## WHAT THE TASK ASKS
For these records, count the lines containing the word "TARGET" and respond with the number alone.

Referring expression pointing data
_ _ _

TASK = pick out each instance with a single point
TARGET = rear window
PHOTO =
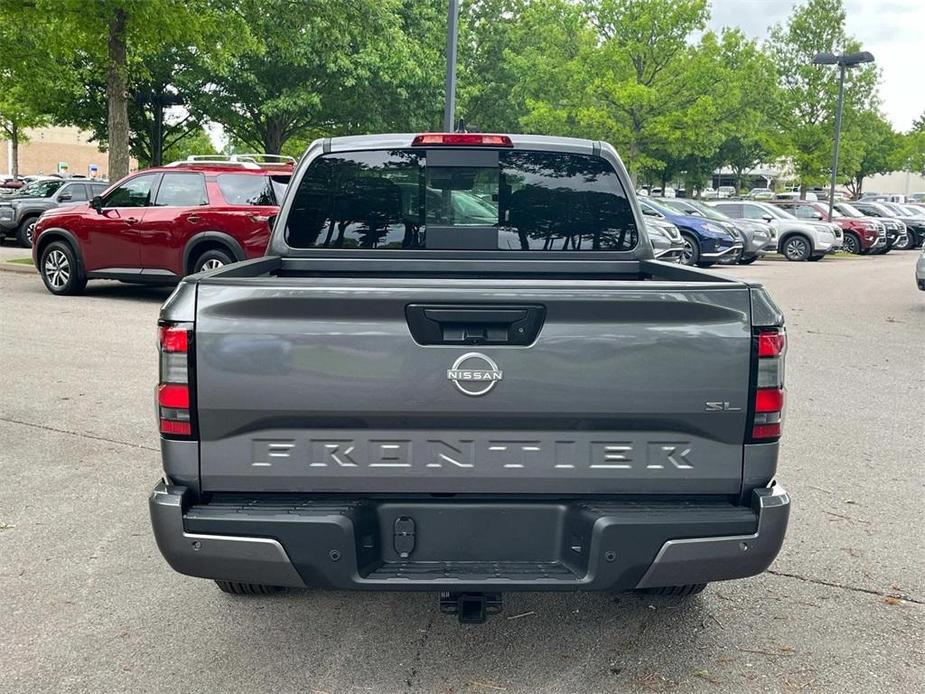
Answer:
(249, 189)
(467, 199)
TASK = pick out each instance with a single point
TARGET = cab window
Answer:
(182, 190)
(135, 192)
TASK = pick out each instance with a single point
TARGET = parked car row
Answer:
(160, 224)
(157, 225)
(20, 211)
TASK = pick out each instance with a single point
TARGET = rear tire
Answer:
(676, 591)
(691, 253)
(236, 588)
(852, 244)
(60, 270)
(910, 244)
(797, 248)
(26, 232)
(212, 260)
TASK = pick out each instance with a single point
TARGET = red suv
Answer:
(862, 235)
(160, 224)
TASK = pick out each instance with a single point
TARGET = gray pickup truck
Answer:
(459, 369)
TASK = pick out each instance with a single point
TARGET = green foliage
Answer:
(810, 92)
(869, 146)
(197, 142)
(332, 67)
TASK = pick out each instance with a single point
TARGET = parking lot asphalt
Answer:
(88, 604)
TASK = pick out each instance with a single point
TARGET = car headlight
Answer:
(717, 229)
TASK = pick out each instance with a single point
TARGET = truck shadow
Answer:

_ _ _

## ANSWER BOX
10